> **WORK REQUIRED**:
Search the records for the string "wall" and return each line that has it.

(RECORDED INFORMATION begins)

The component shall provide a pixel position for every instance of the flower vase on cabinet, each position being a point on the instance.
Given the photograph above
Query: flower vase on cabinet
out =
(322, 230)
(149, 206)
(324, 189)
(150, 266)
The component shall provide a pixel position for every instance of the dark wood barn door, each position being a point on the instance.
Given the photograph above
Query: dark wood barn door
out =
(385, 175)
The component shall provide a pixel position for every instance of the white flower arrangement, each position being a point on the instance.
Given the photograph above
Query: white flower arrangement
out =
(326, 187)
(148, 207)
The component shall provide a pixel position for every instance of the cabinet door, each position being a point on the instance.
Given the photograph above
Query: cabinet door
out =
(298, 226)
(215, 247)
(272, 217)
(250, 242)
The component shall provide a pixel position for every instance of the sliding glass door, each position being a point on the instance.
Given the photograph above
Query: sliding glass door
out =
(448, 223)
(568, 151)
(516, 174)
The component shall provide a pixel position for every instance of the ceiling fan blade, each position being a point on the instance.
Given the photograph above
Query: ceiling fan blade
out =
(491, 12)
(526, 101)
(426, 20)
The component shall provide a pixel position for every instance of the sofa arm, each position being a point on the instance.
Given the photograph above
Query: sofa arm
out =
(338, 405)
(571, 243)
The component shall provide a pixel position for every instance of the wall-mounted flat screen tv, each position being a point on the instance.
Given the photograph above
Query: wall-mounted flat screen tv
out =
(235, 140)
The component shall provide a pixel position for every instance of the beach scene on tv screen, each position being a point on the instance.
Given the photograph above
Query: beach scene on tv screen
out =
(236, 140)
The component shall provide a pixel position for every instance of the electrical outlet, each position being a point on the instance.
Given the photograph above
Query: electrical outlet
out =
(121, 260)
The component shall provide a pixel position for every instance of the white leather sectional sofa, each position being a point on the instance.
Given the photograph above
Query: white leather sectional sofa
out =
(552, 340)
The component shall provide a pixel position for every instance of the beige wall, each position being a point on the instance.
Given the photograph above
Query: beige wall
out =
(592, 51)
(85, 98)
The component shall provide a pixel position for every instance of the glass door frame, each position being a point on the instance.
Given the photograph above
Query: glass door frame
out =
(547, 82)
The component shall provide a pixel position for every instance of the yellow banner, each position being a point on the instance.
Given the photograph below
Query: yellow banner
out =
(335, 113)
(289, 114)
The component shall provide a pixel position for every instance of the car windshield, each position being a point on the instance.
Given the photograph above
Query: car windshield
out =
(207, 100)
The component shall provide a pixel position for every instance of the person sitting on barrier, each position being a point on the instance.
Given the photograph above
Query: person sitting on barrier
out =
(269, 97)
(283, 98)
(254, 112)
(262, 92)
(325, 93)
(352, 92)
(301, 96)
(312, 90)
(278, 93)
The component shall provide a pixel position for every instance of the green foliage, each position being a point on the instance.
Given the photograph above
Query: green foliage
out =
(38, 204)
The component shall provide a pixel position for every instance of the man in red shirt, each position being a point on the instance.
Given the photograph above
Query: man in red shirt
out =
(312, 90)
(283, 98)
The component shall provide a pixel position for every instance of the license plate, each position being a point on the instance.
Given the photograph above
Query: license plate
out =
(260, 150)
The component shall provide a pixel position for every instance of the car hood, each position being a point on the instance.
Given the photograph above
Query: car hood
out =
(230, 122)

(RECORDED INFORMATION ends)

> **FINISHED TASK**:
The component shall provide a pixel position for every instance of the wall-mounted flat screen tv, each position being a point on the instance.
Query: wall-mounted flat screen tv
The component shall provide a pixel position for every instance of the beige wall, each position being a point on the instance.
Query: beige wall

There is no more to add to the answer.